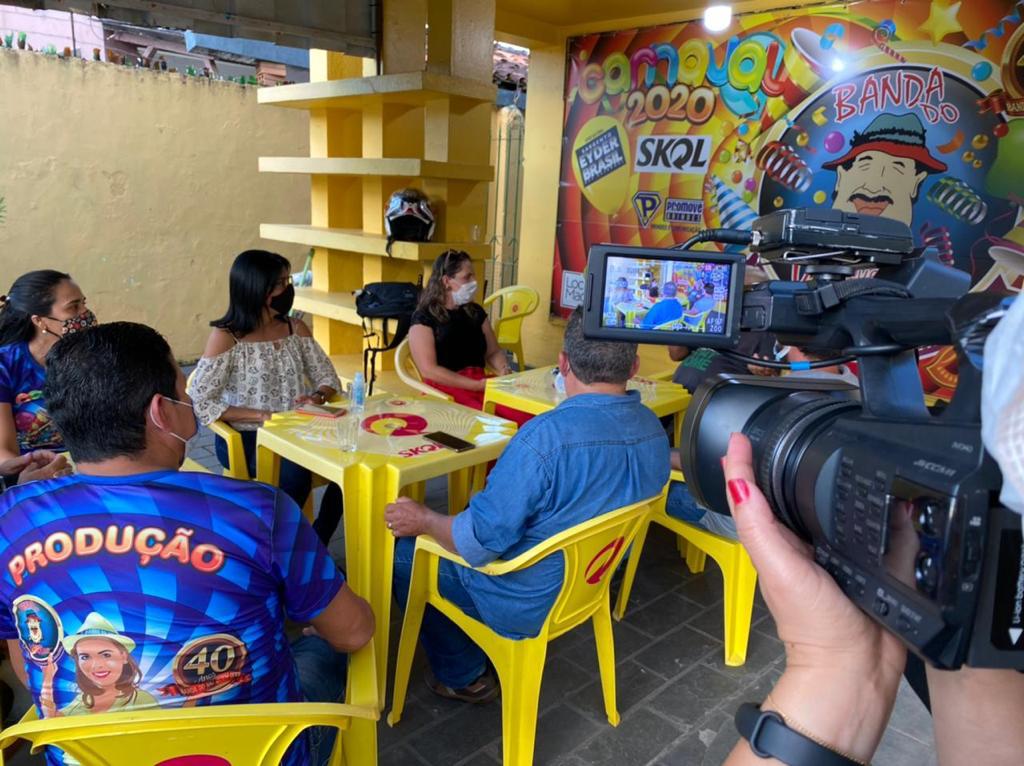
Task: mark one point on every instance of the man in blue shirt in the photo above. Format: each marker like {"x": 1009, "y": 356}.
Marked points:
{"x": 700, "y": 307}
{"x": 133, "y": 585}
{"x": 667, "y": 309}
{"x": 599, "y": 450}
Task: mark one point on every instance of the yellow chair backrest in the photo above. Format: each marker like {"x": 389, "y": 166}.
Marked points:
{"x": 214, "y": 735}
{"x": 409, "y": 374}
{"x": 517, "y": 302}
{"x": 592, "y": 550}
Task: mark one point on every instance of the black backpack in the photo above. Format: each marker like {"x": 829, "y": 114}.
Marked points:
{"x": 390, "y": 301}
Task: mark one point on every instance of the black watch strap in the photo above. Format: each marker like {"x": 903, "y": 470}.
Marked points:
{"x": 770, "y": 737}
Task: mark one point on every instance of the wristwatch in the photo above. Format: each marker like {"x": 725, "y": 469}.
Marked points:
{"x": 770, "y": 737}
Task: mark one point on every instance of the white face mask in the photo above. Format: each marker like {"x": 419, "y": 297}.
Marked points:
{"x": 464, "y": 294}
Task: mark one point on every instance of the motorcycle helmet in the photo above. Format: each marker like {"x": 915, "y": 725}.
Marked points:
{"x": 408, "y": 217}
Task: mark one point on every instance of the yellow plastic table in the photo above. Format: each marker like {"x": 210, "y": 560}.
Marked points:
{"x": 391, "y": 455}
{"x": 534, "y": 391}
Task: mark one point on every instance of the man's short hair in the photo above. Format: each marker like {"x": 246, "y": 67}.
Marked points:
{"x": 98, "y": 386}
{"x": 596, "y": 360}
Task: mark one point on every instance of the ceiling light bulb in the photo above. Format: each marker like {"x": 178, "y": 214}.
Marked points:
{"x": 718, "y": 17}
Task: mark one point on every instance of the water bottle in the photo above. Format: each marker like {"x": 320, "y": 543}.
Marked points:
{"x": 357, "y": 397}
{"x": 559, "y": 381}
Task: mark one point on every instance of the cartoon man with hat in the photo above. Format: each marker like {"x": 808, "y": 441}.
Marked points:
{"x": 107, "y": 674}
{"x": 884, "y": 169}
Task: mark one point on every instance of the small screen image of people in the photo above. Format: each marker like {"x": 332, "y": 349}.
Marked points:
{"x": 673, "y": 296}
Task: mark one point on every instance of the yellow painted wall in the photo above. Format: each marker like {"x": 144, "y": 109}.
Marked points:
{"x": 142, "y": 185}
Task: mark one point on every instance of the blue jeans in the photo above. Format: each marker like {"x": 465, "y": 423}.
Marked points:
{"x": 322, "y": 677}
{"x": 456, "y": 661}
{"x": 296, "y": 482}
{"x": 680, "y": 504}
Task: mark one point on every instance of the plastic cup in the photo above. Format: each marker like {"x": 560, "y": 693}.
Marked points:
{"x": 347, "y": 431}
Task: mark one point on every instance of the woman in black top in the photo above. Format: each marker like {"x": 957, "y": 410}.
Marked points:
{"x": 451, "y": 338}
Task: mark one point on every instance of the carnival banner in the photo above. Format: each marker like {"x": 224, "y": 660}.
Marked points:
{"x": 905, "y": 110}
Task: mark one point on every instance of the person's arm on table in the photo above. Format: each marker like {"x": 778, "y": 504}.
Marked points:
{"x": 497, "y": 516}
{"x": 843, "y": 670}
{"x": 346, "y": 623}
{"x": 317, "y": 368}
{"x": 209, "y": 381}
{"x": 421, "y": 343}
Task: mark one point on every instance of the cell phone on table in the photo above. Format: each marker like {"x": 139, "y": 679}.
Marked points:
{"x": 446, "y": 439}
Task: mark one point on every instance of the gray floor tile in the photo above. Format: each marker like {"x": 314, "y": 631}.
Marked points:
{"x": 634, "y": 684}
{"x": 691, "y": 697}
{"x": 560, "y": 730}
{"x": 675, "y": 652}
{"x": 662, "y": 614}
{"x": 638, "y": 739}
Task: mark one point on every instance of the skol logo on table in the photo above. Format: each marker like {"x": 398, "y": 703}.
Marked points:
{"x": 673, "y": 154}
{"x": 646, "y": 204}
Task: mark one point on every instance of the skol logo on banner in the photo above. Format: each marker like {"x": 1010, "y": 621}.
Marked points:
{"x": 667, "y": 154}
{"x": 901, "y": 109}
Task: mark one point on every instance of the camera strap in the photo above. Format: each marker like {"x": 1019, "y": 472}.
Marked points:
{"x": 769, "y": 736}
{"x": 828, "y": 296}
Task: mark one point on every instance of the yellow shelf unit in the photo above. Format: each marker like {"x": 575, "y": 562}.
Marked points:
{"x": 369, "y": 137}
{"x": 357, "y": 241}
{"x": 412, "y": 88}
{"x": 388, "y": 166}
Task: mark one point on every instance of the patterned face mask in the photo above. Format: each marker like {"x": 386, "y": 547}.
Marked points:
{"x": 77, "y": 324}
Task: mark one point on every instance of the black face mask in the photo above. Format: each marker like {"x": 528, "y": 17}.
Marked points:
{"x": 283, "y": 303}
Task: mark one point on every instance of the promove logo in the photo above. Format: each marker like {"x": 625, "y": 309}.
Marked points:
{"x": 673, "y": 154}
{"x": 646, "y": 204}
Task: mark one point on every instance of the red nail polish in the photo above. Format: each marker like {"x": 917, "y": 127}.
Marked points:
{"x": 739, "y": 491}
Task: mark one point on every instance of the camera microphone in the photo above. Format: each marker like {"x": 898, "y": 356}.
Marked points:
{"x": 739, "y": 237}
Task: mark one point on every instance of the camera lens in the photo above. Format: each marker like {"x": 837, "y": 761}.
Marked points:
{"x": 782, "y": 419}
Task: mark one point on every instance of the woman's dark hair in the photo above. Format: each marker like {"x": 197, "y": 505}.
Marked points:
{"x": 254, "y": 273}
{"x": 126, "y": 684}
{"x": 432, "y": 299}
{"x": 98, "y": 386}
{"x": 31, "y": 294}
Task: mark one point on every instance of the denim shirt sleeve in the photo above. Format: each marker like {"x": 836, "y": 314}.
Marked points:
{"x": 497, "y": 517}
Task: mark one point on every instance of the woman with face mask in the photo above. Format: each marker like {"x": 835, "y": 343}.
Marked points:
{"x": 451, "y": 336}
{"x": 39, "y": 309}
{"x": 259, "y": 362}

◆ ◆ ◆ ◆

**What this task involves:**
Where a record holds a picture, leave the picture out and restate the rest word for word.

**Answer below:**
Task: mark one point on every instance of the man in blue shirt in the photo above. Format: each marker like {"x": 1009, "y": 356}.
Marked points:
{"x": 700, "y": 307}
{"x": 133, "y": 585}
{"x": 667, "y": 309}
{"x": 599, "y": 450}
Task: mark one point on every instance of the yellow chair backrest in the photo above. Format: each marker like {"x": 389, "y": 166}.
Marked points:
{"x": 214, "y": 735}
{"x": 409, "y": 374}
{"x": 517, "y": 302}
{"x": 592, "y": 550}
Task: mark one point on every instance of the black backpack in the photo above. Format: each marker like {"x": 829, "y": 114}.
Marked points:
{"x": 390, "y": 301}
Task: mark one point on every instance of the black watch strap in the photo above. Format: each marker like {"x": 903, "y": 470}.
Marked points:
{"x": 770, "y": 737}
Task: mark one point on every instance of the wristwatch in the photo above. Format: each marker like {"x": 725, "y": 469}.
Marked points:
{"x": 770, "y": 737}
Task: mark one point on every instance of the white face mask in the photo above. Format: each marker like {"x": 419, "y": 297}.
Marked points:
{"x": 464, "y": 294}
Task: mark one point on every instance of the motorcycle helmet in the photo above. Format: each marker like {"x": 915, "y": 725}.
Marked points:
{"x": 408, "y": 217}
Task: mark one point on every instance of the yellow plastic table in the photo above. Format: each marker like {"x": 210, "y": 560}.
Marked points:
{"x": 391, "y": 455}
{"x": 534, "y": 391}
Task: mark one point on every instance of the man's short hair in the photo above. Format: each marker like {"x": 246, "y": 67}.
Marked points:
{"x": 98, "y": 386}
{"x": 596, "y": 360}
Task: mark one point on every instance of the ceiling light bulb in the photo above. Format: each marker like {"x": 178, "y": 214}.
Marked points:
{"x": 718, "y": 17}
Task: mark one point on every instance of the water bottle in the photo above. Format: each marker like {"x": 320, "y": 543}.
Marked points:
{"x": 357, "y": 397}
{"x": 559, "y": 381}
Task: mark one point on every instance of the cartoon man with hat in the photo above. Format: each marker like {"x": 808, "y": 441}.
Marked points:
{"x": 107, "y": 674}
{"x": 884, "y": 169}
Task: mark one point on every instance of the small screen image of people in the photo above. Format: each marker like {"x": 332, "y": 349}.
Marked points:
{"x": 673, "y": 296}
Task: mark one point on every instance of the yellow painted wall in the photo above. Format: each marker like {"x": 144, "y": 109}.
Marked points:
{"x": 142, "y": 185}
Task: mark one point on every instance of the blue jeans in the photo above. Format: each marker like {"x": 465, "y": 423}.
Marked points:
{"x": 322, "y": 677}
{"x": 456, "y": 661}
{"x": 296, "y": 482}
{"x": 680, "y": 504}
Task: mark one point on every instance of the plastic cup in the photo above. Format: each marker like {"x": 560, "y": 693}.
Marked points:
{"x": 347, "y": 431}
Task: mark one point on every instance of the woman in black top in the photo above. Format: each marker like {"x": 957, "y": 410}.
Marked points:
{"x": 451, "y": 338}
Task: mark one point on every instance of the carnival banner in the photo above. Format: each marker like {"x": 224, "y": 660}.
Marked points:
{"x": 905, "y": 110}
Task: mark one point on every instance of the person's arm on table in the photo above. Format: each marker like {"x": 778, "y": 504}.
Marked points:
{"x": 497, "y": 516}
{"x": 843, "y": 670}
{"x": 346, "y": 623}
{"x": 317, "y": 368}
{"x": 209, "y": 381}
{"x": 421, "y": 343}
Task: mark one point on every instance of the cell phone on table in the photo above. Format: each marker like {"x": 139, "y": 679}.
Marked points:
{"x": 446, "y": 439}
Task: mark one point on every instance of the gray floor tile in the photo above. Format: each marker like {"x": 314, "y": 631}.
Marked points:
{"x": 634, "y": 684}
{"x": 691, "y": 697}
{"x": 560, "y": 730}
{"x": 675, "y": 652}
{"x": 662, "y": 614}
{"x": 638, "y": 739}
Task: mark one point on every instance of the skol logo on table in the photo above. Format: each marker like {"x": 398, "y": 703}.
Marked points:
{"x": 673, "y": 154}
{"x": 646, "y": 204}
Task: mark one point on every instance of the skol logo on banner in the photo above. Format: each marker like {"x": 1010, "y": 621}.
Marked points:
{"x": 667, "y": 154}
{"x": 901, "y": 109}
Task: mark one point on every instance of the camera strap in the photo above. Format: each marker like {"x": 1019, "y": 472}.
Marked points:
{"x": 769, "y": 736}
{"x": 828, "y": 296}
Task: mark one point on every instance of the yellow shelf unit in the photo above. Format: each marker like {"x": 575, "y": 562}.
Marked points:
{"x": 369, "y": 137}
{"x": 357, "y": 241}
{"x": 412, "y": 88}
{"x": 388, "y": 166}
Task: mark one point on every instance of the patterned face mask in the photo above. Format: each marker like {"x": 386, "y": 547}.
Marked points:
{"x": 77, "y": 324}
Task: mark one point on every instance of the black face mask in the photo above. Format: each marker like {"x": 528, "y": 17}.
Marked points:
{"x": 283, "y": 303}
Task: mark one point on every instance of the promove logo in the photo above. Format: each marker like {"x": 625, "y": 309}.
Marked points:
{"x": 673, "y": 154}
{"x": 646, "y": 204}
Task: mark one point on every instance of the red nail polish in the photo above. Format: each marker like {"x": 917, "y": 127}.
Marked points:
{"x": 739, "y": 491}
Task: mark one point on every instance of the camera microphone in the photo above. Format: each marker like {"x": 898, "y": 356}.
Marked points:
{"x": 739, "y": 237}
Task: mark one point on every instance of the camera lens in the photo above. Format: each marker like {"x": 837, "y": 761}.
Marked points:
{"x": 782, "y": 419}
Task: mark one point on every instance of the woman's dark hair in the photo above. Format: each marker like {"x": 197, "y": 505}.
Marked points:
{"x": 254, "y": 273}
{"x": 126, "y": 684}
{"x": 432, "y": 299}
{"x": 98, "y": 386}
{"x": 31, "y": 294}
Task: mark one point on every instance of the denim shirt sleeve in the photo above. Format: each marker like {"x": 836, "y": 314}.
Marked points:
{"x": 497, "y": 517}
Task: mark one point on every instance of the woman with face mask in the photo above. Format: each marker like {"x": 835, "y": 343}.
Marked points:
{"x": 451, "y": 336}
{"x": 39, "y": 309}
{"x": 259, "y": 362}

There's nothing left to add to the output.